§ The task
Your task is to copy the listing exactly. Drop any pictures from the copy.

§ Provided data

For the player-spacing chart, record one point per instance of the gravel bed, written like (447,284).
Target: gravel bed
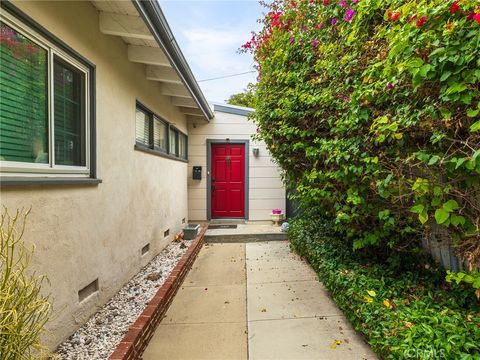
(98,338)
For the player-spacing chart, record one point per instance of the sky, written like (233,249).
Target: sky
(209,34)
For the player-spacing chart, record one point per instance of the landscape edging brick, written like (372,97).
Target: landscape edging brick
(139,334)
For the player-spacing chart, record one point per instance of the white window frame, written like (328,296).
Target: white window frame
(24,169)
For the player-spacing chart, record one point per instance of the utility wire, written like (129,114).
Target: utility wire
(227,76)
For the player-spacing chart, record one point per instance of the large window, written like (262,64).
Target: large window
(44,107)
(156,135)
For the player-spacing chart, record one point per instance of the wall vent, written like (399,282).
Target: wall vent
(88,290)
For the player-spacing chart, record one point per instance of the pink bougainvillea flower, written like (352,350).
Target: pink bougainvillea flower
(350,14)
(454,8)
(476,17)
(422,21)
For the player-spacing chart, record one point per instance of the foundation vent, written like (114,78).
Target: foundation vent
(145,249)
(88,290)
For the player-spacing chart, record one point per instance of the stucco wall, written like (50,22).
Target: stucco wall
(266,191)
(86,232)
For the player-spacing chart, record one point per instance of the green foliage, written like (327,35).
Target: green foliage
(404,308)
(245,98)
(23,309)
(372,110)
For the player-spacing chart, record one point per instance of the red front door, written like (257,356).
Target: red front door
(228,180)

§ Solution
For the player-spacing chart, record one point per instance of the gravel bed, written like (447,284).
Target: gravel bed
(98,338)
For the player-spacing chart, record one point per instance of the sky, written like (233,249).
Target: sky
(209,34)
For the player-spacing chart, record one point per instance of the landscape edging brick, written like (372,97).
Target: landscape edging brick
(139,334)
For the player-spacing chart, record one point per instance of the white window frame, written like (328,296).
Target: white window frame
(24,169)
For the player-spacing chart, record one point per instance of the utility wire, written like (129,114).
Target: utility wire
(227,76)
For the player-spacing chart, record one point per instance of the large window, written like (262,64).
Target: large window
(44,107)
(156,135)
For the player-spacing chart, record one point per instance of the wall vent, written like (399,282).
Target: wall vent
(88,290)
For the player-spacing chart, record one point per instance of the pink bougainvillea flower, written like (352,350).
Target: pink bougainvillea flower
(350,14)
(454,8)
(476,17)
(422,21)
For the player-spacing chart, record one point per instance of the foundation vent, written like (114,78).
Target: foundation vent
(145,249)
(88,290)
For the player-spacing chart, record one point per instance of the stucco wall, written like (50,22).
Target: stucco wall
(266,191)
(86,232)
For the player-spacing chart, record one point per instance of the green foliage, written like (327,35).
Target: green foliage
(404,308)
(245,98)
(23,309)
(372,110)
For the player-spacing chart, record one point per instance of the red front door, written like (257,356).
Target: red front door
(228,180)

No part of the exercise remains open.